Take the line that has "Bet you can't find the small fish" and all the lines that come after it in the records, and write them out again exactly. Add no other line.

-------------------------

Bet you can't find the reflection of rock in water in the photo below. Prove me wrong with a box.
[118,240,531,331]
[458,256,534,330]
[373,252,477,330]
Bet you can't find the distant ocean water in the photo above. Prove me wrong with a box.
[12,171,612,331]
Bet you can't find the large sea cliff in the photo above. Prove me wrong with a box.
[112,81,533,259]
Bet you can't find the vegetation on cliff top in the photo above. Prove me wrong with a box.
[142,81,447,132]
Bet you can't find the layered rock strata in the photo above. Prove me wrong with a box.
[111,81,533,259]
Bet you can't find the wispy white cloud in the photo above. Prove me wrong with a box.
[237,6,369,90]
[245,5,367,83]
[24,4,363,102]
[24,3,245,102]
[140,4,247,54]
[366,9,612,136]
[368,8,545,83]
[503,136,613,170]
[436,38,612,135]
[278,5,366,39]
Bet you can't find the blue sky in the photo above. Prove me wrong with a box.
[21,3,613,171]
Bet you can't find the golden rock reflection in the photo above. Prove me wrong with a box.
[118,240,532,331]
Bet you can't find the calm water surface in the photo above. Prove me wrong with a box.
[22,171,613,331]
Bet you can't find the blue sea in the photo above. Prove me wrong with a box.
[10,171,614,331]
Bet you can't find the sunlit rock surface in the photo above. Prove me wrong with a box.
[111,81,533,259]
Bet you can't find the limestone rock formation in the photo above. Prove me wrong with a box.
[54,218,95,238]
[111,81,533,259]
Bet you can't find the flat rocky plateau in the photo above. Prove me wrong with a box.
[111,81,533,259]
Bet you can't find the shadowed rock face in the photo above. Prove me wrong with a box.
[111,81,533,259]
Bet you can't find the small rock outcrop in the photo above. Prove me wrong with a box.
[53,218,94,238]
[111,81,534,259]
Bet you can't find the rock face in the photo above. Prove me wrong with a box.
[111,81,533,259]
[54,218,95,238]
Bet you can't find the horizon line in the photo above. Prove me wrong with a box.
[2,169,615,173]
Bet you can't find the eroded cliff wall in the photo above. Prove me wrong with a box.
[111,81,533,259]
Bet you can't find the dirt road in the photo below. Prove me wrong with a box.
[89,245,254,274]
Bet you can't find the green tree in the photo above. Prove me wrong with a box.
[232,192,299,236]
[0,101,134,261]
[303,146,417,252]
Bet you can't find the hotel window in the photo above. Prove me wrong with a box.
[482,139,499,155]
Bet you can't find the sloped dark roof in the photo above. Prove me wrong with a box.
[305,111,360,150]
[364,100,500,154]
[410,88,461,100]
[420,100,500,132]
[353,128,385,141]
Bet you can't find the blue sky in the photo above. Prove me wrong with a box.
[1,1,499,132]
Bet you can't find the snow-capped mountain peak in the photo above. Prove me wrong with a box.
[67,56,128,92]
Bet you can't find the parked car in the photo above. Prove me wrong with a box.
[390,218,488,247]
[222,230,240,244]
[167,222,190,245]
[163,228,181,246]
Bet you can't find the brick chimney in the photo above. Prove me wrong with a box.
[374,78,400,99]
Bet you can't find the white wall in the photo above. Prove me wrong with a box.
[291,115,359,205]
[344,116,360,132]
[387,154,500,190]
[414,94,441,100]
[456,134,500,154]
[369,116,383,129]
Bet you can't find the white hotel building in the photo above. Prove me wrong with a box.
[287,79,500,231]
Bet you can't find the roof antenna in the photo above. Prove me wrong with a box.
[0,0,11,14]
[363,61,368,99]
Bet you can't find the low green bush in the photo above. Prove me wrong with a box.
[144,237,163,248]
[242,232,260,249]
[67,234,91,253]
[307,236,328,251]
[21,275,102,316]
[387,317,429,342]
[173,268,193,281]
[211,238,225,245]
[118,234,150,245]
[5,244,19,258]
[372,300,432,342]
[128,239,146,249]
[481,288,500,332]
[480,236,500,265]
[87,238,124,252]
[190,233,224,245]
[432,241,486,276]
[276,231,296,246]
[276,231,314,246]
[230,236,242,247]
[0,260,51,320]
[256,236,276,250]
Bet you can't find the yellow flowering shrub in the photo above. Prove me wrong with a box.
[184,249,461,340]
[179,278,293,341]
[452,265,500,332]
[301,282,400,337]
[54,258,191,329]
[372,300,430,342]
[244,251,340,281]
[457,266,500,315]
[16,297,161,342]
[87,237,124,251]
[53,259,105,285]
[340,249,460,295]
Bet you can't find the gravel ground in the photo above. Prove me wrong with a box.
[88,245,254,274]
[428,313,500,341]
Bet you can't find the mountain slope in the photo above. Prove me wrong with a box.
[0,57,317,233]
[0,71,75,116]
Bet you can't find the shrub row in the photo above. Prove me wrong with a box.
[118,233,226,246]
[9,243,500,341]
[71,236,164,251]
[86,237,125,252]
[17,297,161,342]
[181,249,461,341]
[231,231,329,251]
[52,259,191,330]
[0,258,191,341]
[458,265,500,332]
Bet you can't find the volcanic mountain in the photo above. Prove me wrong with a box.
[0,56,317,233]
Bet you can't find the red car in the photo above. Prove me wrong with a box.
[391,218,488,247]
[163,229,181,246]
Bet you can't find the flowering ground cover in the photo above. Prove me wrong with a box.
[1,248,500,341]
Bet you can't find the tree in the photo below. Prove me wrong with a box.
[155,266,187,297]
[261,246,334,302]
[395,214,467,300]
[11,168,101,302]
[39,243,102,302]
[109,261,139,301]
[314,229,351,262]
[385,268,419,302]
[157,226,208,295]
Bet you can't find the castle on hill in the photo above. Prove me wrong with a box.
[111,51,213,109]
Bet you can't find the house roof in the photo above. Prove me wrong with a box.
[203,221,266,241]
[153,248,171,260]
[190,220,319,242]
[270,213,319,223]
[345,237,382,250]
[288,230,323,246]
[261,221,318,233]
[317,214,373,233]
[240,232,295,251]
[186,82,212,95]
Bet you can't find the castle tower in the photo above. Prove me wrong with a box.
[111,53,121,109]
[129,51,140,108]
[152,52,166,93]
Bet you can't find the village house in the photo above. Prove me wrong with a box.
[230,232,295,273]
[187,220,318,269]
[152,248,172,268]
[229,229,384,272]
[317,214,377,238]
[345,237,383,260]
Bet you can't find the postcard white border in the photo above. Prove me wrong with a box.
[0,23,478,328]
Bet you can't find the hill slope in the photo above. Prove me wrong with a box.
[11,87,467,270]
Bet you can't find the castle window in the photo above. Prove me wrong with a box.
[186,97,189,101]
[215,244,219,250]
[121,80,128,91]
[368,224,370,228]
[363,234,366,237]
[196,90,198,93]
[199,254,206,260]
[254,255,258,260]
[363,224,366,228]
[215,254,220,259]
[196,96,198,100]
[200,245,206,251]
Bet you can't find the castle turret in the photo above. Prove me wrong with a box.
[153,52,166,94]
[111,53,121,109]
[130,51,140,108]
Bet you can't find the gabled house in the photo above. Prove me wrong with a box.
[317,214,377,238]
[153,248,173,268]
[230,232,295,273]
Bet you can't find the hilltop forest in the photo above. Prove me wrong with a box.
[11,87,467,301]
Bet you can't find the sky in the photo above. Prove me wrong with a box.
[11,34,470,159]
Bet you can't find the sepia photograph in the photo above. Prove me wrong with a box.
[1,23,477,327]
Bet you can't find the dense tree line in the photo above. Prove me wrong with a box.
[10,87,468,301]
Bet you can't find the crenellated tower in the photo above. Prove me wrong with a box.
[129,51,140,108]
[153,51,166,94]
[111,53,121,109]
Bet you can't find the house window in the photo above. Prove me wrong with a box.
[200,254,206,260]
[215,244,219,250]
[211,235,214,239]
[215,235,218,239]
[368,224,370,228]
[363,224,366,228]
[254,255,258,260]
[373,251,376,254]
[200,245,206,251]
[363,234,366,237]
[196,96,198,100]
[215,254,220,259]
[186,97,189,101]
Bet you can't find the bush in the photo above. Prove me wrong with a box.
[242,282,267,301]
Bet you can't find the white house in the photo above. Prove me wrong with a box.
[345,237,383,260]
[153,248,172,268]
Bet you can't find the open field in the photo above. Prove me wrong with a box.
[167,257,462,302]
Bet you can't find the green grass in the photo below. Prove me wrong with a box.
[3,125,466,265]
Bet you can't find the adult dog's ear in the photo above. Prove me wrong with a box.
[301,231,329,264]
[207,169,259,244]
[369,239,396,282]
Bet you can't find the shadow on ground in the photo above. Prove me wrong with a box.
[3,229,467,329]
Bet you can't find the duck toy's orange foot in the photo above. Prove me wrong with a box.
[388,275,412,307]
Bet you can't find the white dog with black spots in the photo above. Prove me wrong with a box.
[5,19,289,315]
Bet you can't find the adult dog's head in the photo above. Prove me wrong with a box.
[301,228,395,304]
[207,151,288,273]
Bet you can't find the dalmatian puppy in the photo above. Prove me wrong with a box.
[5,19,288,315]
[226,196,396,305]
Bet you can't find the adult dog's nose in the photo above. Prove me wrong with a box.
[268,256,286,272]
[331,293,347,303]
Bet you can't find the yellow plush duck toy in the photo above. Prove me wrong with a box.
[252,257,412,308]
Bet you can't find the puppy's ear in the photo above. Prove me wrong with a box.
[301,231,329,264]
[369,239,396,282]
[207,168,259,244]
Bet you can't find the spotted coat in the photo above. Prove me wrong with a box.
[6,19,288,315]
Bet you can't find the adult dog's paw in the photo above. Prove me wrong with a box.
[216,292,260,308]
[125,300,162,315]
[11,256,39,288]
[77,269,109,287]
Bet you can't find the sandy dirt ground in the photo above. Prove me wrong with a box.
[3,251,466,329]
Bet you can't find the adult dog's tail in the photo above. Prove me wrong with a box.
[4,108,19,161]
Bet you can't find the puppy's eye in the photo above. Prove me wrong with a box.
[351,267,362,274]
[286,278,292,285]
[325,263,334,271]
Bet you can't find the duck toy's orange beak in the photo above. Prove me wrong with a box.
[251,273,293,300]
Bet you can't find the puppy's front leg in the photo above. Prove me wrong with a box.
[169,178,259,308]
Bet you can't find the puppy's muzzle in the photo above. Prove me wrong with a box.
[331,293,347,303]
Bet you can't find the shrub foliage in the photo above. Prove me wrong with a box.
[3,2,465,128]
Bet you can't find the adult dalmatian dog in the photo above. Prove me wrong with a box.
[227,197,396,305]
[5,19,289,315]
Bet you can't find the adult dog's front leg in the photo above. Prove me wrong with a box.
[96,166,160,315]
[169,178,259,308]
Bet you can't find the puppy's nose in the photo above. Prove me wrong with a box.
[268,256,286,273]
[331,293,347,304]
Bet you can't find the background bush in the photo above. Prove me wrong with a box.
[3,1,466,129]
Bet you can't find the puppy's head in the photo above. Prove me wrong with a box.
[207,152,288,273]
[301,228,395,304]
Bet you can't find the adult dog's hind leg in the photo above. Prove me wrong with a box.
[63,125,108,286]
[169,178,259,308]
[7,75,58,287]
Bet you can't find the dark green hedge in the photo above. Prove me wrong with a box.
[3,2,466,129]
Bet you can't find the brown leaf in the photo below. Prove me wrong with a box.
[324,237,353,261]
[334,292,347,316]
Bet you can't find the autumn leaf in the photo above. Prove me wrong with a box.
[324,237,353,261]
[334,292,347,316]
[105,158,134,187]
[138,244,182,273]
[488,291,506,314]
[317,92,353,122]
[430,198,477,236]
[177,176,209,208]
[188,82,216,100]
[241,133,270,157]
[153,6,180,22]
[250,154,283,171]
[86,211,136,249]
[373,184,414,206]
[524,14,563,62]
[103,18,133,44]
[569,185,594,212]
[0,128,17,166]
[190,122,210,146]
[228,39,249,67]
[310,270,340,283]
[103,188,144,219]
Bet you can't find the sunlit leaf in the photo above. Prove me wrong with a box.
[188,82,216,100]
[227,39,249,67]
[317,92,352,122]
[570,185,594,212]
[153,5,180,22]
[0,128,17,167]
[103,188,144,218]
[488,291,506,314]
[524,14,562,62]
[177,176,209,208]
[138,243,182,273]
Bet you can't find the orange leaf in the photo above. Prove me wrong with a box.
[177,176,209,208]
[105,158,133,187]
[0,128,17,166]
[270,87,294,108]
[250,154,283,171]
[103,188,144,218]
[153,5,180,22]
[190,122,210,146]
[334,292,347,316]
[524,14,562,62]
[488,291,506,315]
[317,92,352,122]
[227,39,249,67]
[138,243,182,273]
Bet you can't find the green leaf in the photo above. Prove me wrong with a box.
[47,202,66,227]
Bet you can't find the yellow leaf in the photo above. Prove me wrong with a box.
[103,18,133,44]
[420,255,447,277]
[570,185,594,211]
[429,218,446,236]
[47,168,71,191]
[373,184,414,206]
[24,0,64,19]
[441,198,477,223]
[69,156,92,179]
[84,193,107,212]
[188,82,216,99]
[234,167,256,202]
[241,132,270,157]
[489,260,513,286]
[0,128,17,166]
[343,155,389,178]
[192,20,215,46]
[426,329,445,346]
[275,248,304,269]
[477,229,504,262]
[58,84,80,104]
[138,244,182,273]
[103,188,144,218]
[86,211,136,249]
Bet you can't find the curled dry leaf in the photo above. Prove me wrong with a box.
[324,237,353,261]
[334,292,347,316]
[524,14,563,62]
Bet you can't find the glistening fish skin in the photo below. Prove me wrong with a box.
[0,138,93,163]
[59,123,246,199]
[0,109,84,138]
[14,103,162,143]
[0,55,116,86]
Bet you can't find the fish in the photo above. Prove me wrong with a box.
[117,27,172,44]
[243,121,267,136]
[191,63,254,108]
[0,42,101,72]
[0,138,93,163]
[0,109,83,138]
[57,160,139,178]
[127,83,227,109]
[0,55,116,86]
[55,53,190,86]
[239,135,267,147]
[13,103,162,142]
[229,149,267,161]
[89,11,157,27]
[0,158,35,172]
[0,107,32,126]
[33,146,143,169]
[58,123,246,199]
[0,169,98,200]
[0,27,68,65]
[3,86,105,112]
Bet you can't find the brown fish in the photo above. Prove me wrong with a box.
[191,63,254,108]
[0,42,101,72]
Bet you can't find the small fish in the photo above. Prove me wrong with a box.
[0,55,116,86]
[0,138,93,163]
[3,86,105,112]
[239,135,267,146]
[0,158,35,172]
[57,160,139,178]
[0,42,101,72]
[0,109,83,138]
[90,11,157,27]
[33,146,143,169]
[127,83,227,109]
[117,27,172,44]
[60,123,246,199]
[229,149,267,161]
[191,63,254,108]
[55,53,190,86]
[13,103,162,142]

-------------------------

◆ **Reply to the exercise**
Bet you can't find the small fish in the photo above. Prove me wrong with a box.
[0,55,116,86]
[0,138,93,163]
[3,86,105,112]
[239,135,267,146]
[0,158,35,172]
[57,160,139,178]
[0,42,101,72]
[0,109,83,138]
[90,11,157,27]
[33,146,143,169]
[127,83,227,109]
[117,27,172,44]
[60,123,246,199]
[229,149,267,161]
[191,63,254,108]
[55,53,190,86]
[13,103,162,142]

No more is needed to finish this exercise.